Until last weekend it never crossed my mind that I wouldn’t die. Now after conversations with my brilliant friend Alex Jadad I fear that I might be hopelessly out of step with modern thinking and way behind the times.
Three weeks ago Time magazine asked “Can Google solve death?”
The provisional answer is “if anybody can Google can.” But Google’s methods look old fashioned. They plan to examine the genes of 90 year olds and identify those that are associated with long life. Then? This doesn’t look like a plan for immortality, but rather an extension of life.
Let’s hope that unlike Eos, the goddess of dawn, Google remembers to search at the same time for eternal youth. Eos asked Zeus, to give her human lover Tithonus immortality but forgot to ask for youth. The result: “When loathsome old age pressed full upon him, and he could not move nor lift his limbs, this seemed to her in her heart the best counsel: she laid him in a room and put to the shining doors. There he babbles endlessly, and no more has strength at all.”
A better bet than Google is Dmitry Itskov, a 33 year old Russian multimillionaire, who has founded the 2045 Initiative. As billionaires are often old men, it’s not hard to raise money for a search for immortality. Itskov has lots, and he has a plan with targets for defeating death.
Wisely to my mind he’s not betting on flesh. The plan is to “transfer the personality to an alternative carrier.” This should be complete by 2045, when if still alive I will be 93. I could be transplanted into an “alternative carrier.” The chosen carrier is a hologram, which means presumably that I will be able to talk and be seen but will not need to breathe, eat, or excrete. Indeed, the initiative’s manifesto promises that I “will be capable of withstanding extreme external conditions easily: high temperatures, pressure, radiation, lack of oxygen, etc.” I may well need all such capabilities by 2045. I might be close carbon neutral, and presumably it will be possible to switch me off for a while, a function that I can imagine will be very welcome to surviving family and friends.

▶ _Supplied information_:

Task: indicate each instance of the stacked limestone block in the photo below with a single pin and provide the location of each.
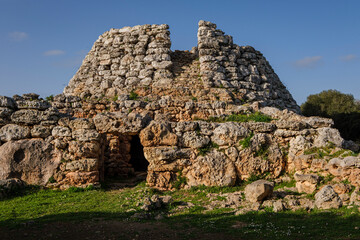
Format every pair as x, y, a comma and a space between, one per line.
81, 150
41, 146
122, 59
139, 61
241, 69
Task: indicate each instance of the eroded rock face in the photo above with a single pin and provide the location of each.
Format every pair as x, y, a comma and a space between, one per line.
258, 190
33, 161
306, 182
327, 198
182, 108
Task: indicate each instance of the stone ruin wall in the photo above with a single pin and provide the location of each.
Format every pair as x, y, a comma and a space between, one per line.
122, 59
85, 134
239, 69
40, 146
139, 60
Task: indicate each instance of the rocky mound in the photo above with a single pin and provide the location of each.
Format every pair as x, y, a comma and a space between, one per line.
216, 116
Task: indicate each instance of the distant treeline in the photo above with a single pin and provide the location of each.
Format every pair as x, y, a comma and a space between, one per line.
342, 108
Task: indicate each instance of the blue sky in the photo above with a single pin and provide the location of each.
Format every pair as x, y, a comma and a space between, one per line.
312, 45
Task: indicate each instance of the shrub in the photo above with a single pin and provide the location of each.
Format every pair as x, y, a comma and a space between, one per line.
133, 95
245, 143
204, 150
342, 108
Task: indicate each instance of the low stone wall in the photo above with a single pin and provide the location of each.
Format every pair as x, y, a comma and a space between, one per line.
41, 146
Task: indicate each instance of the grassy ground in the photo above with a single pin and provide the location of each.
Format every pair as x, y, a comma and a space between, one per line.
81, 211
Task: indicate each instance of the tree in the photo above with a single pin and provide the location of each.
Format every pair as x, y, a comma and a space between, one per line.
342, 108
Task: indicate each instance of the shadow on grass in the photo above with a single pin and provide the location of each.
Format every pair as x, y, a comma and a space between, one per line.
334, 224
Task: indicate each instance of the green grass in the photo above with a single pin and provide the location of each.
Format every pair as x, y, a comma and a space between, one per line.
328, 151
74, 205
254, 117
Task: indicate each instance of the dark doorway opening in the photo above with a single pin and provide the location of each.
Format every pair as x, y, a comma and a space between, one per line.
137, 160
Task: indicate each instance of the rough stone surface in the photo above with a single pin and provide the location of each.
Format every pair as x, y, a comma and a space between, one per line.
134, 106
258, 190
33, 161
13, 132
327, 198
306, 182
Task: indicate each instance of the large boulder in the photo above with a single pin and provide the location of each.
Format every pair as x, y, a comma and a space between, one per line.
258, 190
306, 182
213, 169
33, 161
13, 132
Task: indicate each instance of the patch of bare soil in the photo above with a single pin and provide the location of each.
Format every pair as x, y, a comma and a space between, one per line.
106, 229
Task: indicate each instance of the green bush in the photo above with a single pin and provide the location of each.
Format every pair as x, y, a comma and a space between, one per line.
342, 108
245, 143
133, 95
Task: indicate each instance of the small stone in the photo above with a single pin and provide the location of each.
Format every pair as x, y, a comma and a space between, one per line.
258, 190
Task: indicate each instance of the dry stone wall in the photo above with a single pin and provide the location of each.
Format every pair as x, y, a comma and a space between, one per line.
132, 87
241, 69
138, 60
41, 146
122, 59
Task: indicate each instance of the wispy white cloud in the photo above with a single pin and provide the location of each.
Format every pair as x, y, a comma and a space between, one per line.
308, 62
348, 58
18, 36
54, 52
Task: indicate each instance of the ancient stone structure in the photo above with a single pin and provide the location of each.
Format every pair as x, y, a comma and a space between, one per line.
214, 116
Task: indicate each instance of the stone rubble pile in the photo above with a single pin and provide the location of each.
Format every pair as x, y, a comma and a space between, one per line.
179, 110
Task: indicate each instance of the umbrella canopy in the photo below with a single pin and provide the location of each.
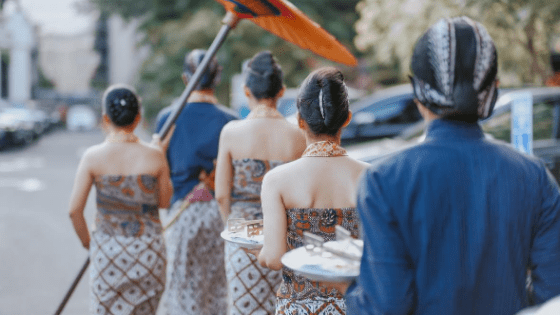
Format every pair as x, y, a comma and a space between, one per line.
283, 19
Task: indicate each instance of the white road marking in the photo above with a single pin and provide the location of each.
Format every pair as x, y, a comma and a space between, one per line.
27, 184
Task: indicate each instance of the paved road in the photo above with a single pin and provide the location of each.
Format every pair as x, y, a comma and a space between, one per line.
39, 251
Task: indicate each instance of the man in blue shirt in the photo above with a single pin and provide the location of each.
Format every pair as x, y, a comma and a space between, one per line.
453, 225
196, 280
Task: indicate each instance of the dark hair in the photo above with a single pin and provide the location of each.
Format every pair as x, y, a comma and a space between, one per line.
264, 76
211, 76
323, 101
121, 105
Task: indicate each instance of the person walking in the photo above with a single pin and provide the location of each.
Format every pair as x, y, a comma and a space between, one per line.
196, 281
313, 194
452, 225
127, 251
250, 148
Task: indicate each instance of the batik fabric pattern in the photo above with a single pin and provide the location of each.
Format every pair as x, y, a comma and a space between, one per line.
436, 53
196, 278
298, 295
127, 250
252, 288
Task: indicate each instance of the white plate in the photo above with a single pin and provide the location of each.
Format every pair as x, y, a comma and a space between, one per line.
243, 241
323, 267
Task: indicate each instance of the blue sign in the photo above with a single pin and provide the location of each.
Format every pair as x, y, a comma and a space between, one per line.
522, 122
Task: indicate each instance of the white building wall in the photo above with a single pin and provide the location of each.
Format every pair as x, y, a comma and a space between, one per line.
23, 40
69, 61
125, 54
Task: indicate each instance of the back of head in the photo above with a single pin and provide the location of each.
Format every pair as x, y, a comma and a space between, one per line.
121, 104
454, 67
323, 101
264, 76
210, 77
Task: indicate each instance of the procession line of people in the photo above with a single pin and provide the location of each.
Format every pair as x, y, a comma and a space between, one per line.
451, 226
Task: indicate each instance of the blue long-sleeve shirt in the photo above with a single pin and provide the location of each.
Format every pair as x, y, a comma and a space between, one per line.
194, 145
452, 225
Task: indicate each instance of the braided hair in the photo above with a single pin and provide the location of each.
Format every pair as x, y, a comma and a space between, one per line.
210, 77
264, 76
323, 101
121, 104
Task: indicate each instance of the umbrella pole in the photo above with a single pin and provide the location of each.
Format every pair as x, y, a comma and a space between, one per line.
72, 288
229, 21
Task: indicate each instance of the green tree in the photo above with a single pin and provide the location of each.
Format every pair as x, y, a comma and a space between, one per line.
174, 27
521, 29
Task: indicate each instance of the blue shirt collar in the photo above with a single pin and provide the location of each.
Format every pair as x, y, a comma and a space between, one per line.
448, 129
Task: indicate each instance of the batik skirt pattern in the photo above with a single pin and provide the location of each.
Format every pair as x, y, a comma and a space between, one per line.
127, 251
196, 279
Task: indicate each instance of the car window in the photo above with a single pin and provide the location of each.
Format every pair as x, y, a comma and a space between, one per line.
409, 114
499, 126
287, 106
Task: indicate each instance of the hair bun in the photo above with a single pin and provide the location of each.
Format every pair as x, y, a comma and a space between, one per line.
121, 105
264, 76
323, 101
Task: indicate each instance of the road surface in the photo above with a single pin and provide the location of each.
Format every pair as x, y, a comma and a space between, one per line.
39, 251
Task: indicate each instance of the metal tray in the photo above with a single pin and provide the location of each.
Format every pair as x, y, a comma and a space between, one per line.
242, 241
321, 266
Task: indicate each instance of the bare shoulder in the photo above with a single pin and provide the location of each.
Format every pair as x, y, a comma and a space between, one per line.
281, 174
362, 165
94, 152
151, 151
232, 126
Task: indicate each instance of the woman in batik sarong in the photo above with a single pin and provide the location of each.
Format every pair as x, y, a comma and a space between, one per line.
313, 194
196, 277
248, 149
131, 179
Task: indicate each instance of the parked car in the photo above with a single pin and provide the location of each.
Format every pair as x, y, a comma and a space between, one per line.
16, 126
385, 113
546, 129
81, 118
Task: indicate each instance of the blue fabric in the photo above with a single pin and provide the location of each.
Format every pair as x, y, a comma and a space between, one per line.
451, 226
194, 145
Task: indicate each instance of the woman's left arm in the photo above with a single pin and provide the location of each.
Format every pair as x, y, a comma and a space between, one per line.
275, 223
224, 176
78, 199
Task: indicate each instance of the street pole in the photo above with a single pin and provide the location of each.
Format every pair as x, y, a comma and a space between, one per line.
72, 288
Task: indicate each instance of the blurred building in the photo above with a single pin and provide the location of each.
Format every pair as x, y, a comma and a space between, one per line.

▶ _What to work on_: In the piece on the search for immortality, list the extreme external conditions that the quoted manifesto says a person in an alternative carrier could withstand.

▶ _Finished exercise_:
- High temperatures
- Pressure
- Radiation
- Lack of oxygen